Problem 1 —
Answer these questions using the World Cup forecasting post below. Put each answer on its own line with the matching letter.
(a) Who wrote the "worldcup" package that the method partly relies on?
(b) How many stages make up the tournament, according to the post?
(c) When was the probability estimate for the most likely winner generated?

Stay up to speed with the forecasts here, as things are bound to change.
It’s that time again for international football fans: World Cup time. If you follow me on Twitter then you know that I’ve got a hot little 2018 FIFA World Cup forecasting model up and running. “Just a fun little weekend project,” I said to myself the Friday the group stage began… now it’s monday evening, and here I sit, explaining it to you…
The purpose of this post is to show you how I made the model and point you toward an estimate of the most likely winner of the tournament (probability above generated before any matches had been played).
This method relies partially on the excellent “worldcup” package written by Ava Yang, which itself is an adaption of a football prediction model developed by Claus Thorn Ekstrøm. Though my process makes several adjustments both in approach and technical details, their work is great and well worth checking out!
To forecast the FIFA World Cup — a five stage tournament made up of a 32-player group stage, a knockout round with the top 16 players, quarter finals, semi finals, and a final round — you have to follow a few basic steps. First, you need a model that can predict the outcome of any game given a measurement of how good both teams are. Then, you need to be able to predict each game in all five stages based on who qualifies for that round. In between each stage, you also need to account for changes in the measurement of how good that team is. Here are the four steps I took to making a model for the 2018 FIFA World Cup.

Material supplied —

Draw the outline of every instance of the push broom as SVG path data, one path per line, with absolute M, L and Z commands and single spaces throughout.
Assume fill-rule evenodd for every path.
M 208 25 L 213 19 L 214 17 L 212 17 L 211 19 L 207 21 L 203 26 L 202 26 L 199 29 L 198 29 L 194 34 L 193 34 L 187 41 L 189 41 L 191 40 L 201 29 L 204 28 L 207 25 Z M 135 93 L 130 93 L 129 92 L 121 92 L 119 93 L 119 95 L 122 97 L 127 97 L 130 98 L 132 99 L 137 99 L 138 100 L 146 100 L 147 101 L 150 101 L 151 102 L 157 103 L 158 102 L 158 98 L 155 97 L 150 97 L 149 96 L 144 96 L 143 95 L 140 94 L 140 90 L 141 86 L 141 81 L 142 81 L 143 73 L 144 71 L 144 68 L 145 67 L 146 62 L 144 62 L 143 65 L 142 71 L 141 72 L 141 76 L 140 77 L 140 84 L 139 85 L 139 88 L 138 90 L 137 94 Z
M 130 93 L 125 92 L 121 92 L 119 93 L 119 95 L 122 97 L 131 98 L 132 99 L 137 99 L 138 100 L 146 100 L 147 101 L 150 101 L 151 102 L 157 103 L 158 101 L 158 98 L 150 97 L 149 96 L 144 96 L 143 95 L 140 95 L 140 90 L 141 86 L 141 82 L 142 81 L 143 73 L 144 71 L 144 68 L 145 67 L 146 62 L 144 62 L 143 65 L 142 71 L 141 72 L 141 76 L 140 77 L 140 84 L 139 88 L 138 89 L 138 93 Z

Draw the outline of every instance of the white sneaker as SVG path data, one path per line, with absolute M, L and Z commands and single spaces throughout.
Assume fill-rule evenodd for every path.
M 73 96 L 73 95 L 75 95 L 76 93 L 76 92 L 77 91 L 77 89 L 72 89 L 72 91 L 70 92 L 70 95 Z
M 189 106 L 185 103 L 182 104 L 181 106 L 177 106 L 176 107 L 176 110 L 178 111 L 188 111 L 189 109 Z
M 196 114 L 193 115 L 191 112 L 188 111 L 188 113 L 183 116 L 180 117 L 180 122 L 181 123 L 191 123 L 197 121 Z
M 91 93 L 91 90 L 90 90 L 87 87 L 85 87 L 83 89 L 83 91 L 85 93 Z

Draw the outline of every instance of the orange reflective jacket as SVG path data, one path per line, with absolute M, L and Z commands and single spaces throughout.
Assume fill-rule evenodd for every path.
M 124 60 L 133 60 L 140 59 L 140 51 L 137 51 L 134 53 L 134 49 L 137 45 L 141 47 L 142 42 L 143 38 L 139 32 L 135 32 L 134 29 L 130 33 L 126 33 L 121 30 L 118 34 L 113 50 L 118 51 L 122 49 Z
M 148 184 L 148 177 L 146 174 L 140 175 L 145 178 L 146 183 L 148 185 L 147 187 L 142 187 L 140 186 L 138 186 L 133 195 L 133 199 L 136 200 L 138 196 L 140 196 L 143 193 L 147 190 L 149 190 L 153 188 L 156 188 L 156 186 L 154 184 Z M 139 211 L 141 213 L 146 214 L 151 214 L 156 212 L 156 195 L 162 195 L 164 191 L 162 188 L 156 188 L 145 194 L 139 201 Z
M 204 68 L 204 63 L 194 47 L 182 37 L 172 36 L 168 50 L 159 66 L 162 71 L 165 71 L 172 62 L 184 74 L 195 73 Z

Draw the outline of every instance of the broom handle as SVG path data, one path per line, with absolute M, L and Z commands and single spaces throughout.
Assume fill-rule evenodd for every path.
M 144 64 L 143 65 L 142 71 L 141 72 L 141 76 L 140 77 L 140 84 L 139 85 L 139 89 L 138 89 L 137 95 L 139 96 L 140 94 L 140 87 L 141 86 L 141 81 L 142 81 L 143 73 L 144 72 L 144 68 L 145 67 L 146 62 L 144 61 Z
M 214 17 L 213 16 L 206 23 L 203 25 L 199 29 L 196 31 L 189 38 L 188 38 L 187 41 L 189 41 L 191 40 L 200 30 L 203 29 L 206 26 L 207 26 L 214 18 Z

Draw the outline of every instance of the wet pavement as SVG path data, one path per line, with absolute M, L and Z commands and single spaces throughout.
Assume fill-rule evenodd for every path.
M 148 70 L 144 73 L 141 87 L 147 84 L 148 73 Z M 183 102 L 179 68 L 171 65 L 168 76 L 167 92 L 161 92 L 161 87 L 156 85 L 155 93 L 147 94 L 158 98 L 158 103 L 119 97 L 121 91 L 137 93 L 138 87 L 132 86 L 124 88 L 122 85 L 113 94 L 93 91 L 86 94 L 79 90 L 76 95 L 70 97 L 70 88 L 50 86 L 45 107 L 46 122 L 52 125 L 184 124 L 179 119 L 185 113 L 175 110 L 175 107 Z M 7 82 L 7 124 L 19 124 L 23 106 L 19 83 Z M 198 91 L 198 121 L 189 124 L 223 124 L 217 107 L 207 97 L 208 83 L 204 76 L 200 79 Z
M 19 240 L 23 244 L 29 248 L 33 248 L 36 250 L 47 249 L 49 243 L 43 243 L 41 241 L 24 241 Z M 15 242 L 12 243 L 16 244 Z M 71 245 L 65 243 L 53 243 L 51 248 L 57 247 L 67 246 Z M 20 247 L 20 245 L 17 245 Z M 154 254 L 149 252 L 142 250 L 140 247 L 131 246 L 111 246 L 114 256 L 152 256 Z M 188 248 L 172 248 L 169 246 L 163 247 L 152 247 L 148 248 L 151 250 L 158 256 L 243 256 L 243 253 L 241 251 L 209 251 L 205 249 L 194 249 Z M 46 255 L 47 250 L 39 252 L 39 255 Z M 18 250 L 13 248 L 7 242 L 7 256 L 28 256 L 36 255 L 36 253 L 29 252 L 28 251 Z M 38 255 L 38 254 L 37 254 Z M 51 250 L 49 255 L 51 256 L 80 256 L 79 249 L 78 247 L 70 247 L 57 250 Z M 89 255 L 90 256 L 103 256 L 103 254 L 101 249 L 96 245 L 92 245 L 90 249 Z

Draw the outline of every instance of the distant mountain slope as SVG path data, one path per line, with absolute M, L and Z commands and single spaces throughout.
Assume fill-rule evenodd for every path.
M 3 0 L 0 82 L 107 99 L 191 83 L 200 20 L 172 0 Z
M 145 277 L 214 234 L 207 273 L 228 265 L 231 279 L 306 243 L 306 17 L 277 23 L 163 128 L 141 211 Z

Problem 2 — Collect every line of the rows above that contains the string 'single'. Case counts.

Full output 1 —
(a) Ava Yang
(b) Five
(c) Before any matches had been played

Full output 2 —
Draw the outline of every instance of the push broom as SVG path data, one path per line, with absolute M, L and Z commands and single spaces throughout.
Draw the outline of every instance of the white sneaker as SVG path data, one path per line, with absolute M, L and Z commands and single spaces throughout.
Draw the outline of every instance of the orange reflective jacket as SVG path data, one path per line, with absolute M, L and Z commands and single spaces throughout.
Draw the outline of every instance of the broom handle as SVG path data, one path per line, with absolute M, L and Z commands and single spaces throughout.
Draw the outline of every instance of the wet pavement as SVG path data, one path per line, with absolute M, L and Z commands and single spaces throughout.
Draw the outline of every instance of the distant mountain slope as SVG path data, one path per line, with absolute M, L and Z commands and single spaces throughout.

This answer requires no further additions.